**TASK BRIEF**:
State how many lines of the records contain the string "tree", treating uppercase and lowercase letters as distinct, and give only that number.

┌─ GIVEN RECORDS

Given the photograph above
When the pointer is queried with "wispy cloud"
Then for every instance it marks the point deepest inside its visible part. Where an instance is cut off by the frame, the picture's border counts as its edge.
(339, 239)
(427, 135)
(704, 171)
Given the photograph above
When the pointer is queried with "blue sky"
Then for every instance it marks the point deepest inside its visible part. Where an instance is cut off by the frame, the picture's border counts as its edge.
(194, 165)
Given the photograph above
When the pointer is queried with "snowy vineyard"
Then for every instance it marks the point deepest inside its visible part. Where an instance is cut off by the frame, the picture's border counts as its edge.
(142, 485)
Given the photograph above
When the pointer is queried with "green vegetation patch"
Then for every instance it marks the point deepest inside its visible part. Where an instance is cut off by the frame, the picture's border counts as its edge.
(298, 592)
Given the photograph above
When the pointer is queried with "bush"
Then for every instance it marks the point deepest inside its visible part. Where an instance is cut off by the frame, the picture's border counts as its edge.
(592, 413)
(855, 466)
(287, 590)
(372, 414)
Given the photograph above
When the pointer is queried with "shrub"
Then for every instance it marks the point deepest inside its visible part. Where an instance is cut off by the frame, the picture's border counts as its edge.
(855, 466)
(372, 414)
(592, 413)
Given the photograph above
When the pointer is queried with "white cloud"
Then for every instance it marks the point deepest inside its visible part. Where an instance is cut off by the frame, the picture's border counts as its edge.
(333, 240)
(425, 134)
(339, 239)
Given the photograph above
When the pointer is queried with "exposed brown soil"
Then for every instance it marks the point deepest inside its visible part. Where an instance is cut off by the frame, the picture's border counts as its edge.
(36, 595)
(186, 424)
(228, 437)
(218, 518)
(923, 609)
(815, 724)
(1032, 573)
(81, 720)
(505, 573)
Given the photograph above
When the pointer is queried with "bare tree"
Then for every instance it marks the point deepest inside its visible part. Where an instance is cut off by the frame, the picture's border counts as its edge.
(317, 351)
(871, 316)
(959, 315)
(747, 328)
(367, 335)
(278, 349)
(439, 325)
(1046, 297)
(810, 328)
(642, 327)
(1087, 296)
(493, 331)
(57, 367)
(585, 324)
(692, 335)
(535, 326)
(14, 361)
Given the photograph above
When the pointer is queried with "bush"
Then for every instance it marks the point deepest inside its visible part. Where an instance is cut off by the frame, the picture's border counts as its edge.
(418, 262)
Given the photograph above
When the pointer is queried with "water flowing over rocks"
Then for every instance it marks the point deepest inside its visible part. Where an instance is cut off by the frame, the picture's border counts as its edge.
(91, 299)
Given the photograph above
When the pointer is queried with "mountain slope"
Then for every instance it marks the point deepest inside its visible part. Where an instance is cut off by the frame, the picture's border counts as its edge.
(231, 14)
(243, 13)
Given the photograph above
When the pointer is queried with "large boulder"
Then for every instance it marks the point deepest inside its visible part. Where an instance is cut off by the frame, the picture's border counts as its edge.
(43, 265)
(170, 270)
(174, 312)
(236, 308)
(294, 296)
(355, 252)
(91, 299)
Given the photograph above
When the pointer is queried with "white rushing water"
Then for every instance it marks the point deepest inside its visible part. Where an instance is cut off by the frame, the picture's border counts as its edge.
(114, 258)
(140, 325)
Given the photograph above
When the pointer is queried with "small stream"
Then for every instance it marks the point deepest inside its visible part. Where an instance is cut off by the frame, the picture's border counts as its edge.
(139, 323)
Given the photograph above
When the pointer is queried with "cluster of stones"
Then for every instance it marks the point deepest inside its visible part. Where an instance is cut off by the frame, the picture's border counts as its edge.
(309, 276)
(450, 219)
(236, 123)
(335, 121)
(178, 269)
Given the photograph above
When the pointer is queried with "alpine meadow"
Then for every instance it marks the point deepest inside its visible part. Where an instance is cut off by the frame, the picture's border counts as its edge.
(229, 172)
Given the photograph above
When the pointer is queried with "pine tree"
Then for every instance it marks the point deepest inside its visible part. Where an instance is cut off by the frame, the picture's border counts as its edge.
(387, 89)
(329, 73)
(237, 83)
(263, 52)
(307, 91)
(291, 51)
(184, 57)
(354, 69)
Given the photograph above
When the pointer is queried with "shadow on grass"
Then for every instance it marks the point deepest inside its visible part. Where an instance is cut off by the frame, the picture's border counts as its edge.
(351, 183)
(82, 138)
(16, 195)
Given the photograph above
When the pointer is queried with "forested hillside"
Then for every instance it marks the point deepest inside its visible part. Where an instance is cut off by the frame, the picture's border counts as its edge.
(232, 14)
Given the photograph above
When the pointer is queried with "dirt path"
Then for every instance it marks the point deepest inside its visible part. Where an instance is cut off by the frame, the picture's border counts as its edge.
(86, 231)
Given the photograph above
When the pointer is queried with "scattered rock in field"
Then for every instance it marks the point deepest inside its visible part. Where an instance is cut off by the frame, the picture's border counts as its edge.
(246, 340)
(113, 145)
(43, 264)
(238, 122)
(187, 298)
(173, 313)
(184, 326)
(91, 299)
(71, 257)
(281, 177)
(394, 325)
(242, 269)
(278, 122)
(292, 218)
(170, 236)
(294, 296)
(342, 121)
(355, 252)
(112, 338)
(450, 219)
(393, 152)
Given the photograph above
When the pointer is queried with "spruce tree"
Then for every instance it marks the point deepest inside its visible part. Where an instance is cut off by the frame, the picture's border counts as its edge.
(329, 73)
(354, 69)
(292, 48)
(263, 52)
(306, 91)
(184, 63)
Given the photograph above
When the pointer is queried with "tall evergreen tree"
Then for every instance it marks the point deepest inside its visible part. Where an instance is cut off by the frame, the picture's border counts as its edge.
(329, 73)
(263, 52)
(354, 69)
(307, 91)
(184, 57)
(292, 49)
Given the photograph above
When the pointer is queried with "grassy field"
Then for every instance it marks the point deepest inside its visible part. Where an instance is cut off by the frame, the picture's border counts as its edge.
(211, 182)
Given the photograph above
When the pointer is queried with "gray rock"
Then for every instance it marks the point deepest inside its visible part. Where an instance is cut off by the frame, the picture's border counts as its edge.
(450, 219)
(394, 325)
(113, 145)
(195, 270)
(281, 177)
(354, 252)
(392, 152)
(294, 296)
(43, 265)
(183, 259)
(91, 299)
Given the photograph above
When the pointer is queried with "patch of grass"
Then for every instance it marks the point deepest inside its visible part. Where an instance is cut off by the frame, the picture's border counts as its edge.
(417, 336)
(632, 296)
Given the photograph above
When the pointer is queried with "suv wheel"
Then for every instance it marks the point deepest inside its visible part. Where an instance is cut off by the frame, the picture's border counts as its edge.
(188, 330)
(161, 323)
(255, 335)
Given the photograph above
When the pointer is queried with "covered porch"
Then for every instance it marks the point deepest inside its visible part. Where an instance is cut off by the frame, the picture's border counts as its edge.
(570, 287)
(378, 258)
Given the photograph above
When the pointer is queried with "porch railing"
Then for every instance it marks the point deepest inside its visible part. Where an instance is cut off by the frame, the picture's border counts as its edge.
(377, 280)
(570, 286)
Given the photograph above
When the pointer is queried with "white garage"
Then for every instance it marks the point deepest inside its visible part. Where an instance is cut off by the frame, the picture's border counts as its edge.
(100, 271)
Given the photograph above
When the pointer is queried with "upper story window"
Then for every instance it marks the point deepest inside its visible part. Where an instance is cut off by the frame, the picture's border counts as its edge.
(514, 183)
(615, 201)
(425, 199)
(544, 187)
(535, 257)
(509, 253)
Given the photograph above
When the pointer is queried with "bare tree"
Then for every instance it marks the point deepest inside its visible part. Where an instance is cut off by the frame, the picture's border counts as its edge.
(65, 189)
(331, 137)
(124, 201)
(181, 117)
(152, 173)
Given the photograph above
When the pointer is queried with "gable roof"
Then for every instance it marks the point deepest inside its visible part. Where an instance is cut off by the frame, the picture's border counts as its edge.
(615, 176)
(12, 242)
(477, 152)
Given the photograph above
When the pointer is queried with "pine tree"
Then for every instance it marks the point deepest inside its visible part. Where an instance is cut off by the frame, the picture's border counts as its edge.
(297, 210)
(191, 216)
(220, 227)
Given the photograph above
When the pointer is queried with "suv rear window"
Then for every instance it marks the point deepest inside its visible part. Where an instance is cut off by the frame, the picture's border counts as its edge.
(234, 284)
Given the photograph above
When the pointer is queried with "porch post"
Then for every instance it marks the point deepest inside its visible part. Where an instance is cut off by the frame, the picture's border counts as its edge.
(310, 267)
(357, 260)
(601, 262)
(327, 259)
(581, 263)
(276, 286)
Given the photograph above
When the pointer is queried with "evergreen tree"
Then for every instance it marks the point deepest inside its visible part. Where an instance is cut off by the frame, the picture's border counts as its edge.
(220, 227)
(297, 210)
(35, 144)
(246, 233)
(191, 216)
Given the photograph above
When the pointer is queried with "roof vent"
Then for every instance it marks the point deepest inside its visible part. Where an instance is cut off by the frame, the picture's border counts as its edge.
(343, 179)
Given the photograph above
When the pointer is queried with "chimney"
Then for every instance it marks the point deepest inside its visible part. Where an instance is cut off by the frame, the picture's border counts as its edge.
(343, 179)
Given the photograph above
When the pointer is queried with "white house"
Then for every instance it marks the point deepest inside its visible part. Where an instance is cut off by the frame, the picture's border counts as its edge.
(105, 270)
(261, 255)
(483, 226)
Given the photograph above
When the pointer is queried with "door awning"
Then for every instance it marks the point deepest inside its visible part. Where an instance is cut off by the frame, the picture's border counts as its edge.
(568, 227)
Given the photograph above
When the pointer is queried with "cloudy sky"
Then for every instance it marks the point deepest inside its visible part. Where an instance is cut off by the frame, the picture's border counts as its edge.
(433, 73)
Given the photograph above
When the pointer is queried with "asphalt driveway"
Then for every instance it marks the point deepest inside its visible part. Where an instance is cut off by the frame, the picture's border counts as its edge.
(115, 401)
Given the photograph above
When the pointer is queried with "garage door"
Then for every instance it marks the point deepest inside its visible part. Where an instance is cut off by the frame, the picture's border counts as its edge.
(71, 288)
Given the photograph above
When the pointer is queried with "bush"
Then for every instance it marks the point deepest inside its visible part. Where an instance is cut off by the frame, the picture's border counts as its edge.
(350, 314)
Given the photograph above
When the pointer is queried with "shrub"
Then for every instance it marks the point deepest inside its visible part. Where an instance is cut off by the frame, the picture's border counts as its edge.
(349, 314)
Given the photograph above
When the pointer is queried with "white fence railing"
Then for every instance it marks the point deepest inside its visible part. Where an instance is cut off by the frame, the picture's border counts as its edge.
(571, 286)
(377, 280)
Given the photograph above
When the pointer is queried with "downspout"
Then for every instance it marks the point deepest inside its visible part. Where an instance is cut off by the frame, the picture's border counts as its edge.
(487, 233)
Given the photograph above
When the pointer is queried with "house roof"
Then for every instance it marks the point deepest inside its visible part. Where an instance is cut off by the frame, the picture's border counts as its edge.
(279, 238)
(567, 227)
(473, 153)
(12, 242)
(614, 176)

└─

**ANSWER FOR THE TASK**:
7